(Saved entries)
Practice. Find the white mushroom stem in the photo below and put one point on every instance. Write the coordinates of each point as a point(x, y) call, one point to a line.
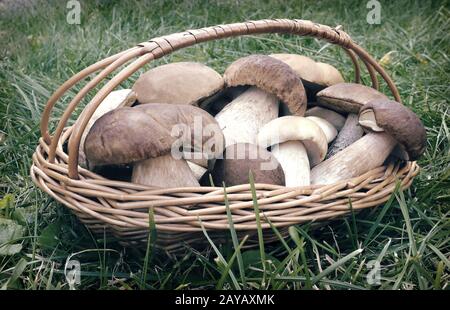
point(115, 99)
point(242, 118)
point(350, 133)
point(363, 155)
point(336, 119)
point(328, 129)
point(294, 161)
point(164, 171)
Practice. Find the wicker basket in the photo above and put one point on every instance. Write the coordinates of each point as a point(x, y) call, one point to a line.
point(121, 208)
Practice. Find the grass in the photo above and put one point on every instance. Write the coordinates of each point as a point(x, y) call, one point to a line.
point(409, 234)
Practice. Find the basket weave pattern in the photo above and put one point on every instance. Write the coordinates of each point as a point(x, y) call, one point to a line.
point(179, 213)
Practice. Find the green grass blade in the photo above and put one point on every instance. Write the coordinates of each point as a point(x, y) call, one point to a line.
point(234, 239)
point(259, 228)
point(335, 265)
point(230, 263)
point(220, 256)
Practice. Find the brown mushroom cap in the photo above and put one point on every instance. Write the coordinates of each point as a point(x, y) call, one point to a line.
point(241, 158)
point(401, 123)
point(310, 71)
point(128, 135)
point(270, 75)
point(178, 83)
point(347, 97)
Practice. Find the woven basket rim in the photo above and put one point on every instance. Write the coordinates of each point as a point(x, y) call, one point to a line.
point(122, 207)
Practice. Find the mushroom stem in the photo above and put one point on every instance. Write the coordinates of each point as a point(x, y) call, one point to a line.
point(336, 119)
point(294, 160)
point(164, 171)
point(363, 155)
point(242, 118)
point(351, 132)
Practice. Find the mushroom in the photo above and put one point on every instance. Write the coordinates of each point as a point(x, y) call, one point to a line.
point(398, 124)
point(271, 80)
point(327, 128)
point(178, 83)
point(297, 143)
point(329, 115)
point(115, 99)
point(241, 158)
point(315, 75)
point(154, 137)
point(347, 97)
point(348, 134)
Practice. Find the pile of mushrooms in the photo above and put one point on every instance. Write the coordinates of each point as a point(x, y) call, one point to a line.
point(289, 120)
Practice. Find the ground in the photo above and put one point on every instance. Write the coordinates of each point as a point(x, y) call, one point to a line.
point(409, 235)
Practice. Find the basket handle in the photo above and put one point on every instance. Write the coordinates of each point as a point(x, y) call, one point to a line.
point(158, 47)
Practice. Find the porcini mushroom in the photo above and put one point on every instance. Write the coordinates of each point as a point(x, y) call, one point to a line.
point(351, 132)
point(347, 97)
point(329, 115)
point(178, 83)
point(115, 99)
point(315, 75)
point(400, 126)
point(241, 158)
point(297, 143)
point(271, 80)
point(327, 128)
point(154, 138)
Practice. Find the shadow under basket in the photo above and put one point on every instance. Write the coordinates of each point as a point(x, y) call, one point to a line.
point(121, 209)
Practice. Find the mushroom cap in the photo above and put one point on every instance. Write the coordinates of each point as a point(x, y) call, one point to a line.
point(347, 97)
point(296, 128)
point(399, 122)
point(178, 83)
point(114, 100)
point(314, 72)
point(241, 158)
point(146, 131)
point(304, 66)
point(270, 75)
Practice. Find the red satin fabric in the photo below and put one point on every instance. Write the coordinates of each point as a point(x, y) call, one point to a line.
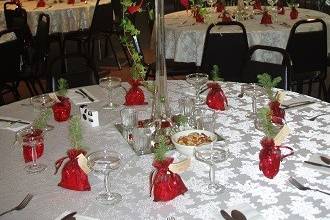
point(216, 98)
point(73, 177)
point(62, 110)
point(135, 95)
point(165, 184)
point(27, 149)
---
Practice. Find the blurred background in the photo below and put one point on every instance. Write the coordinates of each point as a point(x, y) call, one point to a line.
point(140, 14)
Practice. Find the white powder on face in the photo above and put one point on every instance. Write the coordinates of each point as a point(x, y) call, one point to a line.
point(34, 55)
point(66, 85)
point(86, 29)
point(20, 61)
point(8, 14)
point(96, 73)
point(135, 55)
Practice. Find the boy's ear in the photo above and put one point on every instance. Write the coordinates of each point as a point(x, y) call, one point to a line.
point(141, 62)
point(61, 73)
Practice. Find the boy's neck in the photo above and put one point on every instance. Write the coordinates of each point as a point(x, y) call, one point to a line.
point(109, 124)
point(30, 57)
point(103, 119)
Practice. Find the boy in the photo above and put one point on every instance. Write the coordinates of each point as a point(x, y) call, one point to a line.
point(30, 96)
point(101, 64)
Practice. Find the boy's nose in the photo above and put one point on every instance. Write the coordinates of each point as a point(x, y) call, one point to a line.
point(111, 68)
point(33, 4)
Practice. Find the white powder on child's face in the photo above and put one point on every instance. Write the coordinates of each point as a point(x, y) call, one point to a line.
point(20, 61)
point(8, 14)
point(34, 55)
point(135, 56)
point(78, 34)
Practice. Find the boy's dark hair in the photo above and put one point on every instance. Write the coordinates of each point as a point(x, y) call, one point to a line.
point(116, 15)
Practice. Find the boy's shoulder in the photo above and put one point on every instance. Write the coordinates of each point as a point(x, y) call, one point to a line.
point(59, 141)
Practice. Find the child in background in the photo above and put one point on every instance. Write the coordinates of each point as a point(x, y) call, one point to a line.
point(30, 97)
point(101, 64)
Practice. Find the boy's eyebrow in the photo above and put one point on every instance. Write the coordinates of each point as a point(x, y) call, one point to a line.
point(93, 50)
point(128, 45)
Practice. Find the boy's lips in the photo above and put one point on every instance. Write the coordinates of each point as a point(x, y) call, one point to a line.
--
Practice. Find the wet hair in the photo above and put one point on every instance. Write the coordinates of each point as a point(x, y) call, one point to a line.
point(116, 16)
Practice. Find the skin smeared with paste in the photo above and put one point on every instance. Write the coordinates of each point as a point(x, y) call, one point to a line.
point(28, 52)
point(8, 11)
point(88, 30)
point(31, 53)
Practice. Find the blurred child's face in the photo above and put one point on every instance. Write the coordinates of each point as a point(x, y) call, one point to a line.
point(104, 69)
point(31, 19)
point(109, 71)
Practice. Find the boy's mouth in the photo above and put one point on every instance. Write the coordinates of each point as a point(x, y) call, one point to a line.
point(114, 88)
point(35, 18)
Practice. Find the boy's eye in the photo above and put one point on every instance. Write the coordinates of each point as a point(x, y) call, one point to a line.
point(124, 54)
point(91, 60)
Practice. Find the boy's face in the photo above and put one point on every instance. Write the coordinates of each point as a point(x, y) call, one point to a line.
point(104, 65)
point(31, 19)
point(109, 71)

▶ **EXERCISE**: All that is needed is the exact run of lines above from the line containing "Practice. Find the boy's dark" through the line containing "Practice. Find the boy's lips", both of them included.

▶ **REPLY**:
Practice. Find the boy's dark hair in the photo above and put one point on every instance. Write the coordinates of each point as a point(x, y) call, one point to a line.
point(116, 15)
Practice. Find the boy's shoulder in the photo above and put one point on every instance. Write the coordinates of each point as a point(x, y) call, one point to a line.
point(59, 141)
Practice. Find the child in background in the photo above and put one point on every instance. Write the coordinates of each point as a point(x, y) call, one point to a line.
point(30, 97)
point(101, 64)
Practice. Find the boy's eyebrow in the photo above and put one point on every instance. Write the coordinates of each point as a point(x, y) call, one point to a line.
point(93, 50)
point(128, 45)
Practice. Find the boy's lips in the photo above and put one point on every instance. Write the coordinates of each point as a point(x, y) call, one point to a line.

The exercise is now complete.